## Goal:
Rewrite every line of the items in the stretch from the line containing "Target: square wall tile" through the line containing "(1074, 595)", both included, and shift each coordinate up by 3.

* * * * * * *

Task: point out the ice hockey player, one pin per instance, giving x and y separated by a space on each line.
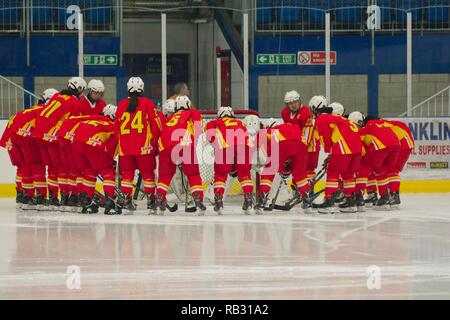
94 148
284 143
138 127
406 139
69 173
230 139
338 109
48 123
299 114
92 102
340 138
168 108
382 151
177 147
24 154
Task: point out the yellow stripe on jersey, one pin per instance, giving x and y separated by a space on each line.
222 143
336 137
370 139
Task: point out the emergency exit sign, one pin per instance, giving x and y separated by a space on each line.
315 57
276 59
100 59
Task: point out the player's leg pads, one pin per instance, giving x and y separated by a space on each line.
199 205
262 200
53 201
161 203
360 203
218 203
248 203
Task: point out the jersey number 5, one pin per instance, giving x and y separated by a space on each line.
136 123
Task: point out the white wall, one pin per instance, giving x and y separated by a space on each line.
7 171
145 37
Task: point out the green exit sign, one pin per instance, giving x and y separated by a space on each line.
100 59
276 59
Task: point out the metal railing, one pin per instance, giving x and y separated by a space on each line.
12 14
438 105
349 16
14 98
100 16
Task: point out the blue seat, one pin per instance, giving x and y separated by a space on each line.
9 16
438 14
99 16
290 16
42 16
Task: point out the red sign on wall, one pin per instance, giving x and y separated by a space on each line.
315 57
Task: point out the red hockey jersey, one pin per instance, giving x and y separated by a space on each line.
378 134
50 119
138 132
338 135
226 132
67 130
304 119
182 127
97 133
280 133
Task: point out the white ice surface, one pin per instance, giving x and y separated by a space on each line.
274 256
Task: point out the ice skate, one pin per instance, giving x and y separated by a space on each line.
151 204
261 203
90 205
348 205
248 203
112 207
199 205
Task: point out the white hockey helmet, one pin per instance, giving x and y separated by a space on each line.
135 84
96 85
271 122
337 108
253 124
182 103
356 117
225 112
318 102
291 96
77 83
48 94
168 107
110 111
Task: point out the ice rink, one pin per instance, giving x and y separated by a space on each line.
274 256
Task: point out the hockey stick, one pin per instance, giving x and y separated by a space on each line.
186 191
313 195
273 205
172 208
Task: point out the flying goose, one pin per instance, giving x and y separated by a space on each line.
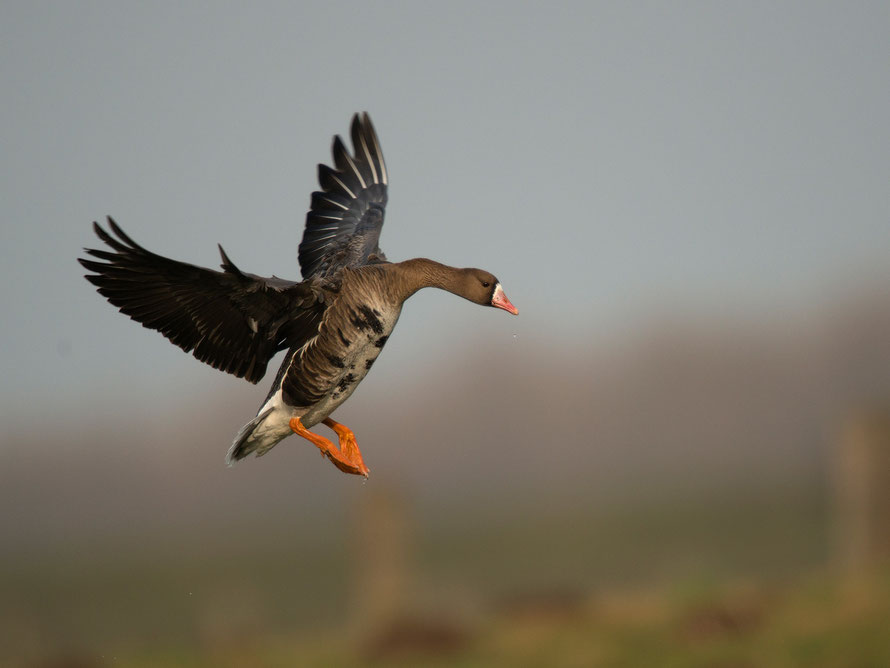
333 323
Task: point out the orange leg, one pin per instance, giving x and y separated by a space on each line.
347 458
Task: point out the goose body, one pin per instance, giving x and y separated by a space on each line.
333 324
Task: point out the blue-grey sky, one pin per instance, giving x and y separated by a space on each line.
603 159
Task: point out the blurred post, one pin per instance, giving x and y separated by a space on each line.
383 561
862 496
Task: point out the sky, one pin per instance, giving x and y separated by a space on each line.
604 160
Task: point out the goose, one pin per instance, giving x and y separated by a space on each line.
333 323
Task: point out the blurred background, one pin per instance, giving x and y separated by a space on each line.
678 453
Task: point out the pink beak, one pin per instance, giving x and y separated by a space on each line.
500 300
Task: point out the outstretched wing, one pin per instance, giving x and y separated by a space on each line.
345 218
233 321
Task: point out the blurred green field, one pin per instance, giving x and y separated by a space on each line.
697 582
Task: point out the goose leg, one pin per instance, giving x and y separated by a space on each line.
348 444
348 460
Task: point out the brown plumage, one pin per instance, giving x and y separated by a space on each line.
334 322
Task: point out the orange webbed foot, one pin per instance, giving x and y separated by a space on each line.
347 457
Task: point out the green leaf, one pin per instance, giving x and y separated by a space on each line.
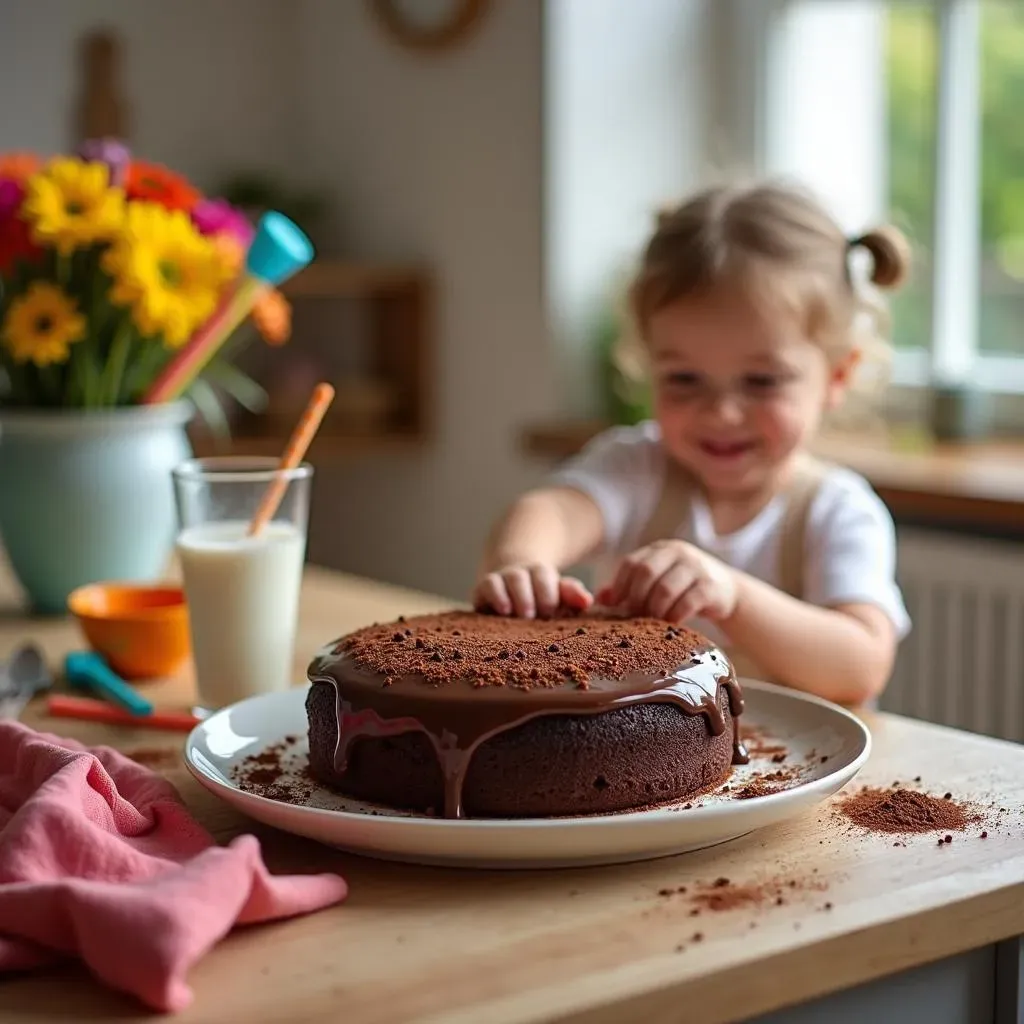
209 408
238 384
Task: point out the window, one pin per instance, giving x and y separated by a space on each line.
908 110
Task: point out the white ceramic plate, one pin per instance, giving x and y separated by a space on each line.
825 747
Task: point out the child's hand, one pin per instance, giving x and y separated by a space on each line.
529 591
675 581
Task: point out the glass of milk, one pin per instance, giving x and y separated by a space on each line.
243 592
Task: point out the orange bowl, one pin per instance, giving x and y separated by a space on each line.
140 629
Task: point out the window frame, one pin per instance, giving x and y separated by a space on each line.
954 358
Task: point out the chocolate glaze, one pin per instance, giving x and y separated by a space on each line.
458 717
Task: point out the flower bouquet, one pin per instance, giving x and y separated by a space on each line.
122 293
109 266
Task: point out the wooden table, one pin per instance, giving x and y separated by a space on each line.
921 932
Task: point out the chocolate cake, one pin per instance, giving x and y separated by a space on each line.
469 715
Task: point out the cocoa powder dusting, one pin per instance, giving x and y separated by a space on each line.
723 894
504 651
765 783
902 811
272 773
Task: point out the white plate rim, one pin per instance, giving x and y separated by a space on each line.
613 820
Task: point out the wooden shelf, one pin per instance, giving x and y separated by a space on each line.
351 280
368 329
976 486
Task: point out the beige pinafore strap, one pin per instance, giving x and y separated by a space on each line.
674 507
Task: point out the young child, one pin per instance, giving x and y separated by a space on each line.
753 326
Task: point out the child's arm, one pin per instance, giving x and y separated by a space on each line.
541 534
843 653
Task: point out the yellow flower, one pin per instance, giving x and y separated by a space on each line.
168 274
71 205
42 325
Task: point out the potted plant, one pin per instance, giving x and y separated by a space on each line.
110 267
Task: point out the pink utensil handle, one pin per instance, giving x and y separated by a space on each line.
190 360
88 710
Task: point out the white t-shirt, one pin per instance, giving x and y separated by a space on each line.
850 540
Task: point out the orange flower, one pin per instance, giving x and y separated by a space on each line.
272 316
158 184
17 166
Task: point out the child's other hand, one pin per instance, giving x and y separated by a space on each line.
529 591
675 581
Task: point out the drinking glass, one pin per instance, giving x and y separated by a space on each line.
243 592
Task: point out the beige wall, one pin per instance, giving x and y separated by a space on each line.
443 160
437 160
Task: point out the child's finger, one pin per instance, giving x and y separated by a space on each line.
668 590
520 589
692 602
545 584
492 593
573 594
646 574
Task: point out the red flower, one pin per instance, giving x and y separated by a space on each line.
17 166
15 244
158 184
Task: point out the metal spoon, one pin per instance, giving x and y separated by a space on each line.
23 676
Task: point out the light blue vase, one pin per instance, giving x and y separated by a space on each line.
87 495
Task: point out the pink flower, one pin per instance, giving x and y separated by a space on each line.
216 216
111 152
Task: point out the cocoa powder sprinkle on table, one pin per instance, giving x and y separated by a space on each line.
901 811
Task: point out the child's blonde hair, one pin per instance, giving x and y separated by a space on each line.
776 243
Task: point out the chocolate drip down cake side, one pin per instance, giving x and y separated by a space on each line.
466 715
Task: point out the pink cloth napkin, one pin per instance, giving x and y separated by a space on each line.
100 860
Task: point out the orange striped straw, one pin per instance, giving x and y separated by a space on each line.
295 451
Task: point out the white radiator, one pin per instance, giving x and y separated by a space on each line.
963 663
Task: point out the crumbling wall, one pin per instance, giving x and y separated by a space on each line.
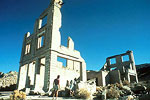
39 64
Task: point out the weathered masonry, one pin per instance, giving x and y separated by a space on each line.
117 69
43 56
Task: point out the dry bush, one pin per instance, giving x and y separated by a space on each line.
82 94
125 82
98 88
119 85
112 93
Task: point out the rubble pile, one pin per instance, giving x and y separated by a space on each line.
8 80
134 91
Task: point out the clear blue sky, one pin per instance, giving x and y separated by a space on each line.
99 28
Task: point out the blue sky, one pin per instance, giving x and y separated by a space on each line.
99 28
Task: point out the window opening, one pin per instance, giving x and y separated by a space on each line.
63 60
40 41
27 51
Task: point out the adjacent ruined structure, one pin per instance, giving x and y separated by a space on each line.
42 52
117 69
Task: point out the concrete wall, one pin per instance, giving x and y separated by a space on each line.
38 64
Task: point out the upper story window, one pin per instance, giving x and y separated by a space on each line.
125 58
42 22
40 41
27 50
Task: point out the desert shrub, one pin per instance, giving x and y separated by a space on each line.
98 88
125 82
82 94
112 93
119 85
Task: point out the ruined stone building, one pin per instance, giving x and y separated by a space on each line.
117 69
42 53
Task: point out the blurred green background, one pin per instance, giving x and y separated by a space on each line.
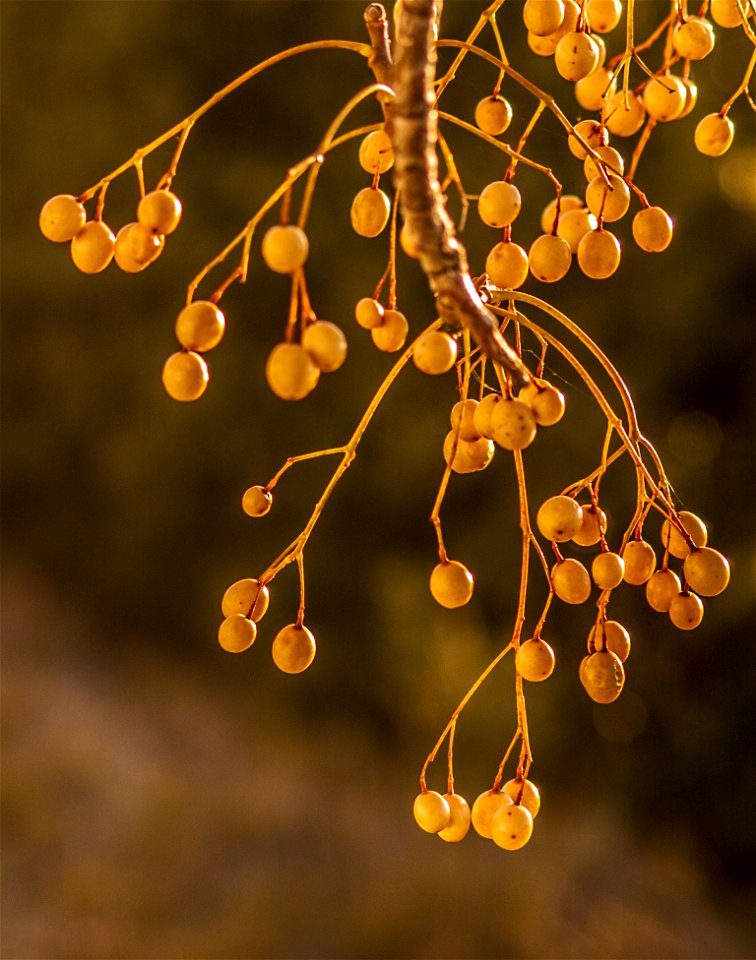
163 799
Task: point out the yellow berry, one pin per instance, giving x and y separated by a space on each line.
257 501
559 518
290 371
326 344
93 246
370 212
248 597
185 376
293 648
451 584
513 425
608 570
61 218
159 210
392 333
237 633
661 587
706 571
285 248
534 660
686 611
640 561
200 326
485 807
511 826
435 352
570 581
459 819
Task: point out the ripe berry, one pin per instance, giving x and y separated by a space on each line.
511 826
247 597
493 115
293 648
431 811
392 333
513 425
640 561
93 246
237 633
559 518
534 660
160 211
370 212
290 371
435 352
61 218
185 376
200 326
326 344
257 501
451 584
706 571
285 248
570 581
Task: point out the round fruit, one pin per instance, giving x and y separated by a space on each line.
706 571
534 660
576 55
484 809
237 633
431 811
247 597
459 819
368 313
290 371
661 587
507 265
511 826
652 229
185 376
451 584
435 352
599 254
61 218
640 561
525 793
608 570
513 425
499 204
549 258
392 333
714 135
559 518
686 611
200 326
493 115
326 344
376 152
370 212
159 210
93 246
257 501
285 248
674 541
603 676
293 648
570 581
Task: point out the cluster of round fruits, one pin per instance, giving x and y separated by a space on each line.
63 219
504 815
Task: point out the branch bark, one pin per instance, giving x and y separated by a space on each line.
412 124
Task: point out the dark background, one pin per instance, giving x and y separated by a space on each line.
164 799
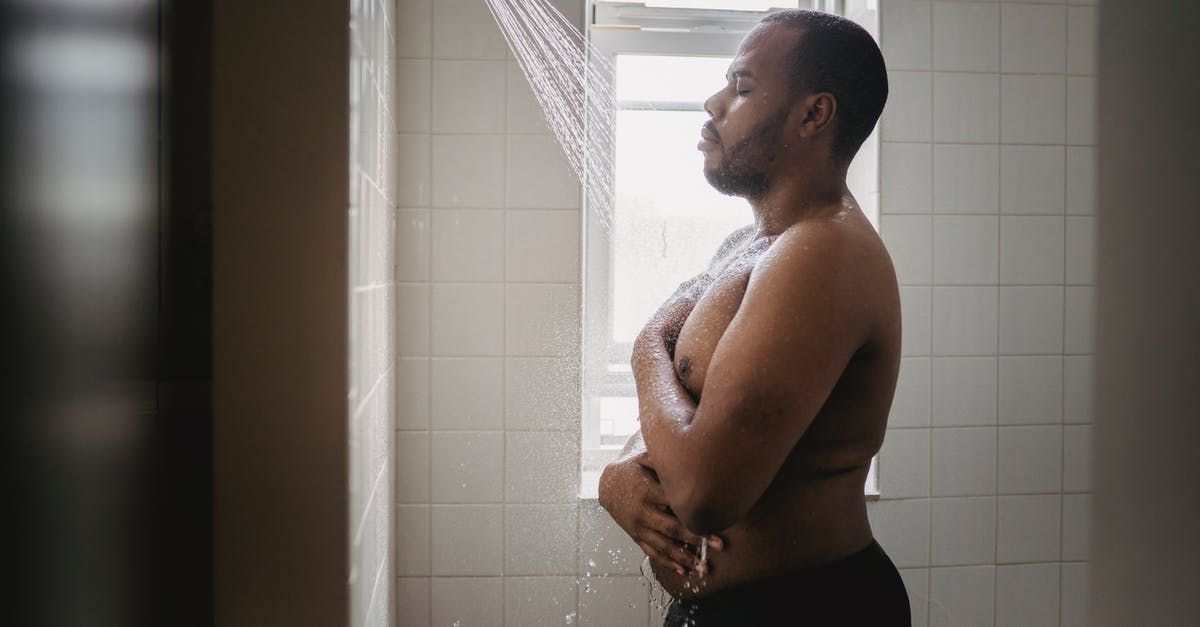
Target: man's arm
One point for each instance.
(771, 372)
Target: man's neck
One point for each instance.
(792, 198)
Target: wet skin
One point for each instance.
(765, 384)
(814, 511)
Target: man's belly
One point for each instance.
(799, 524)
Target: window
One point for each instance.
(667, 221)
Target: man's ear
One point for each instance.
(813, 114)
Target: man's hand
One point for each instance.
(633, 496)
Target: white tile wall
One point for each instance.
(984, 384)
(997, 305)
(377, 160)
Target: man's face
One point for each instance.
(742, 139)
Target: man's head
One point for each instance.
(804, 87)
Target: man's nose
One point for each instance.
(713, 106)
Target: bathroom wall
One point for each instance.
(984, 181)
(987, 177)
(372, 296)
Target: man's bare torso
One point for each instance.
(814, 512)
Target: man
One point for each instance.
(765, 384)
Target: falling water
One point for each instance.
(574, 84)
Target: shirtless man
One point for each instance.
(765, 384)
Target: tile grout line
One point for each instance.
(1000, 248)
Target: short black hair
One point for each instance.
(839, 57)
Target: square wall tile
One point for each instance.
(465, 29)
(1080, 180)
(1033, 39)
(414, 28)
(916, 316)
(1078, 389)
(909, 242)
(1032, 179)
(1031, 389)
(1031, 250)
(413, 245)
(412, 539)
(904, 464)
(905, 178)
(1080, 320)
(966, 179)
(413, 601)
(964, 321)
(468, 320)
(1081, 250)
(540, 539)
(964, 390)
(467, 467)
(1027, 529)
(468, 171)
(543, 246)
(961, 596)
(1032, 109)
(413, 393)
(412, 320)
(412, 467)
(1077, 526)
(539, 601)
(906, 115)
(1031, 320)
(525, 114)
(1077, 459)
(1030, 460)
(1081, 40)
(468, 245)
(966, 37)
(966, 107)
(964, 461)
(901, 527)
(413, 167)
(468, 601)
(468, 393)
(607, 601)
(905, 35)
(966, 250)
(604, 547)
(468, 96)
(543, 393)
(543, 320)
(539, 177)
(1081, 111)
(964, 531)
(1027, 595)
(468, 539)
(916, 583)
(413, 109)
(911, 401)
(1074, 595)
(541, 467)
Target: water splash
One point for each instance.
(574, 84)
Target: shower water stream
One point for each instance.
(573, 83)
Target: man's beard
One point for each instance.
(743, 168)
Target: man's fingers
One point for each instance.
(676, 553)
(671, 527)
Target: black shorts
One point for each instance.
(863, 589)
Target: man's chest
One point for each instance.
(708, 322)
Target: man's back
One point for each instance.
(814, 512)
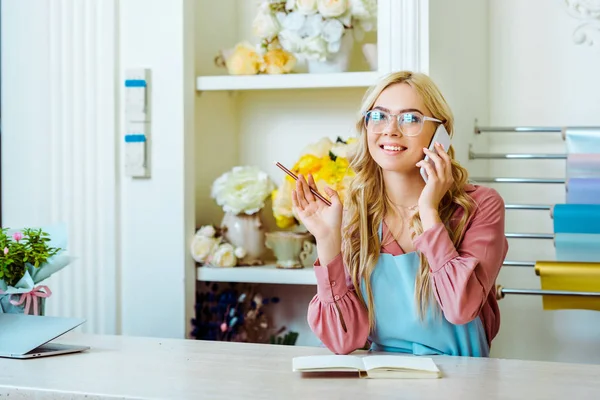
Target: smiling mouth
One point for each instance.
(392, 149)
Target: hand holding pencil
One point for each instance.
(322, 218)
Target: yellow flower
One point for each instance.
(244, 60)
(327, 168)
(278, 61)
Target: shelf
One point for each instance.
(286, 81)
(262, 274)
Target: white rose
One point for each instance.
(315, 48)
(294, 21)
(290, 41)
(306, 7)
(202, 247)
(242, 190)
(265, 25)
(224, 256)
(332, 8)
(333, 30)
(207, 230)
(313, 26)
(240, 252)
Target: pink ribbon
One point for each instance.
(40, 291)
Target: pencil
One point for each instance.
(290, 173)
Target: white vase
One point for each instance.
(245, 231)
(337, 62)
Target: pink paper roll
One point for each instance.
(583, 165)
(583, 191)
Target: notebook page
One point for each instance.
(400, 362)
(327, 362)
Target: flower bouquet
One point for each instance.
(242, 193)
(316, 30)
(210, 248)
(328, 163)
(27, 258)
(246, 59)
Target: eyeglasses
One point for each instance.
(409, 123)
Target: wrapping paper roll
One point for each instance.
(583, 165)
(572, 276)
(583, 191)
(583, 140)
(576, 218)
(583, 247)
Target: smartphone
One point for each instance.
(442, 137)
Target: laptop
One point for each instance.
(27, 336)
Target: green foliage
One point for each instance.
(289, 339)
(22, 248)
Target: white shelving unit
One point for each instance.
(287, 81)
(261, 274)
(256, 119)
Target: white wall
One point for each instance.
(539, 76)
(157, 274)
(58, 152)
(25, 113)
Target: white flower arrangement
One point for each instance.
(313, 28)
(208, 247)
(244, 189)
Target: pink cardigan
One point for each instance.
(463, 279)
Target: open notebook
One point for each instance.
(376, 366)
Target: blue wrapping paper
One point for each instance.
(582, 165)
(583, 191)
(576, 218)
(582, 247)
(583, 140)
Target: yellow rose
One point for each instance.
(244, 60)
(278, 61)
(308, 164)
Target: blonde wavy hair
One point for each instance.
(367, 203)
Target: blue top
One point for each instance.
(398, 327)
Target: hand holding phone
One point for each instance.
(442, 137)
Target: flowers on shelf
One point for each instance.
(242, 193)
(237, 313)
(313, 29)
(245, 59)
(210, 248)
(242, 190)
(28, 257)
(328, 162)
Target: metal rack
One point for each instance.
(500, 290)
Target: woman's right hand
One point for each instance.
(322, 221)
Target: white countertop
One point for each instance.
(151, 368)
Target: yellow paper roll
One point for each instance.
(571, 276)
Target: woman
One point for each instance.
(408, 266)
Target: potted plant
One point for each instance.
(27, 258)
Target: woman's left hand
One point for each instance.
(439, 179)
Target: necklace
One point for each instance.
(410, 208)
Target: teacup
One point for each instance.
(288, 247)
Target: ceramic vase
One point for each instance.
(245, 231)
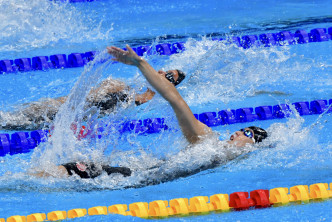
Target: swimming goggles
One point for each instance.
(170, 77)
(248, 134)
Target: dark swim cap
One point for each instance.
(182, 76)
(259, 133)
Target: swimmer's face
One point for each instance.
(171, 73)
(240, 139)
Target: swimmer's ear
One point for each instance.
(130, 50)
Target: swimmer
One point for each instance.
(193, 130)
(106, 96)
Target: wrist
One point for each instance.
(140, 62)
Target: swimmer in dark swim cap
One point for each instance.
(193, 130)
(164, 83)
(249, 135)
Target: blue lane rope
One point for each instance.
(73, 60)
(24, 142)
(73, 1)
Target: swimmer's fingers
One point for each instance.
(127, 57)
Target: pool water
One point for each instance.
(220, 76)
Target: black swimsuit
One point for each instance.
(91, 170)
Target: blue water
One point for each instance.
(219, 77)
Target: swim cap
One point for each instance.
(182, 75)
(259, 133)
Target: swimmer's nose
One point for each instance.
(161, 72)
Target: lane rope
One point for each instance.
(24, 142)
(198, 205)
(73, 60)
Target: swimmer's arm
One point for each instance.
(190, 126)
(144, 97)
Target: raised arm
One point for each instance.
(190, 126)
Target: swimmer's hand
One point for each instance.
(127, 57)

* * * * * * *

## Answer to this problem:
Target: square wall tile
One point for each instance.
(468, 32)
(1083, 183)
(1036, 42)
(417, 31)
(919, 319)
(1081, 392)
(912, 245)
(1035, 182)
(1034, 392)
(1034, 253)
(416, 248)
(415, 542)
(907, 467)
(908, 181)
(1083, 323)
(969, 182)
(416, 604)
(967, 324)
(471, 323)
(1084, 253)
(543, 542)
(967, 393)
(470, 470)
(1030, 532)
(471, 174)
(546, 249)
(964, 599)
(1035, 112)
(416, 396)
(415, 323)
(415, 470)
(1080, 529)
(542, 604)
(909, 118)
(1034, 323)
(528, 117)
(1080, 462)
(1033, 463)
(1084, 43)
(471, 248)
(969, 40)
(969, 110)
(967, 464)
(904, 530)
(416, 170)
(471, 604)
(471, 396)
(610, 604)
(908, 38)
(969, 253)
(607, 550)
(471, 99)
(546, 396)
(546, 323)
(542, 180)
(1084, 114)
(967, 534)
(1030, 598)
(471, 542)
(919, 586)
(416, 112)
(914, 404)
(1077, 598)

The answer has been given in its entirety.